[Natural-language object grounding data]

__________________________________________________

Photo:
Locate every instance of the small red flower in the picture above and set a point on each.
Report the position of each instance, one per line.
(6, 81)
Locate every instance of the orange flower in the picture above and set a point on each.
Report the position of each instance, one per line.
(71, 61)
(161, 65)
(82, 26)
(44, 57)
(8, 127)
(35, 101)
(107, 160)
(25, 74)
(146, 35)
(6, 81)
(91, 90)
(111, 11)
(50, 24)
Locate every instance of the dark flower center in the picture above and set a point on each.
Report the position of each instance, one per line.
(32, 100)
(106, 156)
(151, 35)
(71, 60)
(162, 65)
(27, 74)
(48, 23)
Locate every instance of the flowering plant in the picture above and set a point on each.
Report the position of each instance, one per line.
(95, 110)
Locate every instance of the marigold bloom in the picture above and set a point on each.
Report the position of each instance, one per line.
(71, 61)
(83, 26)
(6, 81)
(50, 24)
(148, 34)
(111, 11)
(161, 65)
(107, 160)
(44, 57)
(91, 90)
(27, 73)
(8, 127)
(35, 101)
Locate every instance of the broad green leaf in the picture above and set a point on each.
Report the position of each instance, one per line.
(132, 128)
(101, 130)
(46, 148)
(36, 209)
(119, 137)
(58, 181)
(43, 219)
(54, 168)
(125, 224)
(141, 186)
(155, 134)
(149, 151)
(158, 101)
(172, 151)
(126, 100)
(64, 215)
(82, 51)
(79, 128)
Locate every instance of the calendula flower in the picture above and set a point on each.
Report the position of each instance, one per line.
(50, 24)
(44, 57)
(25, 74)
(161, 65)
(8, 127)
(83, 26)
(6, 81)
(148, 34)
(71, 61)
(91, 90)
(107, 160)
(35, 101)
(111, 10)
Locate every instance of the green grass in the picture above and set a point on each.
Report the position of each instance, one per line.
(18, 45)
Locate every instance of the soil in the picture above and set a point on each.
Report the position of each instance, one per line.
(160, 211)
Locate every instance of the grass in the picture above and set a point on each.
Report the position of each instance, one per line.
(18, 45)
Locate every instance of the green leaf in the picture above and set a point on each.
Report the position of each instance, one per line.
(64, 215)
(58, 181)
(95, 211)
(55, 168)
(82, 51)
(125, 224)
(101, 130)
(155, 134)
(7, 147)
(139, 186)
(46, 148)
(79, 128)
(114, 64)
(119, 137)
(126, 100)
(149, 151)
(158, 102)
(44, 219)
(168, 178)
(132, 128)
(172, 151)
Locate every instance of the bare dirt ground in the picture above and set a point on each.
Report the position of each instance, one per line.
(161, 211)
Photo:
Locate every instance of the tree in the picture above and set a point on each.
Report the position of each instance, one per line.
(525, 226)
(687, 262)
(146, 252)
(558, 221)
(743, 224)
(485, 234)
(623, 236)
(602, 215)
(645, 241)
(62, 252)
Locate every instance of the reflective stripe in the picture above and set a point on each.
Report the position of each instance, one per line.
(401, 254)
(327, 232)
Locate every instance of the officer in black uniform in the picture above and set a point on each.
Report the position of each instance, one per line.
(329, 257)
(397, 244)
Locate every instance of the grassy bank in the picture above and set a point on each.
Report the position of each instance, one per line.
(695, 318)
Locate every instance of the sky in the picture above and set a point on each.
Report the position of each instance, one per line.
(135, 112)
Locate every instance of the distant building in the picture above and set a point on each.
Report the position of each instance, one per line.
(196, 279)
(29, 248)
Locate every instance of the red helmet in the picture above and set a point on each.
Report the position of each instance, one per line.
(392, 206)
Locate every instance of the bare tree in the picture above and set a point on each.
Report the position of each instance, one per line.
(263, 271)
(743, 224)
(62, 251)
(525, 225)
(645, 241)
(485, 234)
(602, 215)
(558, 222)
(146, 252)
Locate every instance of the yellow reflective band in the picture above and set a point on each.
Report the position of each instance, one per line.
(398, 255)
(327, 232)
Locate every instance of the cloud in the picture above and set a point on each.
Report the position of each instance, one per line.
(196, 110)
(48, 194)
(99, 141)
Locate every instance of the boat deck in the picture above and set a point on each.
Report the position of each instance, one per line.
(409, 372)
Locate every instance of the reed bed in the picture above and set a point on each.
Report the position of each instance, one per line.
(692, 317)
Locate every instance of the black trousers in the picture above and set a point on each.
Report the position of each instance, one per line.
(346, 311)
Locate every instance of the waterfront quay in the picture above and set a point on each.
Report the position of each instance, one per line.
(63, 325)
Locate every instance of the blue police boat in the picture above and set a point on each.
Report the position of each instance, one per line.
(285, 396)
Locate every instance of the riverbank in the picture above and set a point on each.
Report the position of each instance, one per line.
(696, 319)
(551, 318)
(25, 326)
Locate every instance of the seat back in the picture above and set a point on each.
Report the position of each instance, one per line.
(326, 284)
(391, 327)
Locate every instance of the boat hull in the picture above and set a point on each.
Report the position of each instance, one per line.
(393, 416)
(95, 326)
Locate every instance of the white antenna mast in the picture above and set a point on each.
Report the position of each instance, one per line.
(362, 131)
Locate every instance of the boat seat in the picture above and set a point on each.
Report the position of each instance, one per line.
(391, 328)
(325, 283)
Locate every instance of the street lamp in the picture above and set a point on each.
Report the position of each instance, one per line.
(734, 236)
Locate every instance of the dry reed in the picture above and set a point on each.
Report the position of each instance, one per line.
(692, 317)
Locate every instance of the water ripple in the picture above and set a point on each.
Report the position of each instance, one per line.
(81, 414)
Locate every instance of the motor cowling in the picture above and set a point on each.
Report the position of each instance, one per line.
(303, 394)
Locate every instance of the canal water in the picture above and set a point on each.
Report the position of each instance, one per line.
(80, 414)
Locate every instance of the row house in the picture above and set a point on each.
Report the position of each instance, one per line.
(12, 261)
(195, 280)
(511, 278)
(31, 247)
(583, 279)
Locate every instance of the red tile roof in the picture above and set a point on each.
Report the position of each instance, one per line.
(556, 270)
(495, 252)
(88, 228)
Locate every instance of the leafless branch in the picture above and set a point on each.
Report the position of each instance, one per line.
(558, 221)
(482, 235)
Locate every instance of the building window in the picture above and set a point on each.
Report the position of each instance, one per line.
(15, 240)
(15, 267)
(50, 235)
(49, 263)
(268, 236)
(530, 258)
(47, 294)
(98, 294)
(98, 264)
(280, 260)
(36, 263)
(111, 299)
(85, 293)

__________________________________________________

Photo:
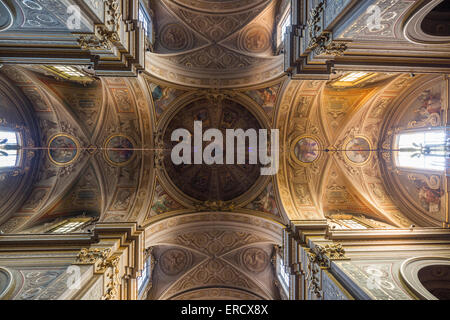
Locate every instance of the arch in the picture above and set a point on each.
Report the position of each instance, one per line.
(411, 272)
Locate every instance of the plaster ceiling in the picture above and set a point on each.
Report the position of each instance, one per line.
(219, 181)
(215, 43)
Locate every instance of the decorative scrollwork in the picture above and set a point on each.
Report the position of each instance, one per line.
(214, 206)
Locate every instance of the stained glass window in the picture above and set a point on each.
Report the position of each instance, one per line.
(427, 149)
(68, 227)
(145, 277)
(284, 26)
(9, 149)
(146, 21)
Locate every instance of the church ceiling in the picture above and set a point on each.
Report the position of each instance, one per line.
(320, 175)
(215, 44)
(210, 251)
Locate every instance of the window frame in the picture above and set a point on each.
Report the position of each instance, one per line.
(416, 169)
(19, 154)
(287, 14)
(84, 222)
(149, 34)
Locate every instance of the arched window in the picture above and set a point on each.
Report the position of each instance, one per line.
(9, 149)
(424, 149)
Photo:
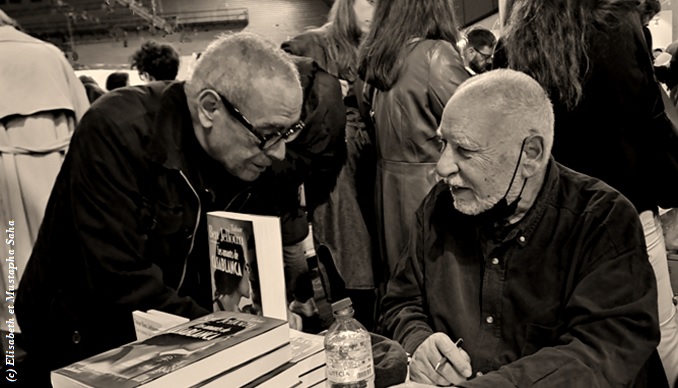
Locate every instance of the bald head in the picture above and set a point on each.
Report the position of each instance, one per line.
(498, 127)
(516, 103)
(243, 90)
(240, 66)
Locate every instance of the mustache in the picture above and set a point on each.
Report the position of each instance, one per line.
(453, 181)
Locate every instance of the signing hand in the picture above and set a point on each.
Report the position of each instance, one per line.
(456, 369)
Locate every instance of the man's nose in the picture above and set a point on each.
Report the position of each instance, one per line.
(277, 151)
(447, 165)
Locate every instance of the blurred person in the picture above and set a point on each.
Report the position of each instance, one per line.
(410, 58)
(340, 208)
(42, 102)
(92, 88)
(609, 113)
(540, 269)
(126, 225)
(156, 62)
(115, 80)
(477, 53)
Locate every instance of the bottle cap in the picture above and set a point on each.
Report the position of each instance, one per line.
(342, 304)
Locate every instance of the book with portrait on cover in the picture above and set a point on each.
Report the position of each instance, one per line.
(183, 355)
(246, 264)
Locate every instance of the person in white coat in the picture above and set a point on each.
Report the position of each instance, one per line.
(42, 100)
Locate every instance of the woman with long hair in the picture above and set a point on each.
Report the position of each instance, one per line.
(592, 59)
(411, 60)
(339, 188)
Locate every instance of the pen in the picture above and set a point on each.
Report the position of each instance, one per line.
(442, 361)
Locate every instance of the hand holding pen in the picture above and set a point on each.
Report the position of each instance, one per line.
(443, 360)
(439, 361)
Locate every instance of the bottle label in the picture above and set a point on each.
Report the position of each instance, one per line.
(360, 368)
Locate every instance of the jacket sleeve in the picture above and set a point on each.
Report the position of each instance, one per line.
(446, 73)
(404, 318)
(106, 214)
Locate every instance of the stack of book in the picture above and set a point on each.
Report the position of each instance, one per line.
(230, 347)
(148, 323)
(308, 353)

__________________________________________________

WHAT IS REQUIRED: Copy each line above that contains the string "bare".

EXERCISE ANSWER:
Locate every instance of the bare dirt ground in the picture above and set a point on each.
Locate every instance of the bare tree in the picture above and set a point on each.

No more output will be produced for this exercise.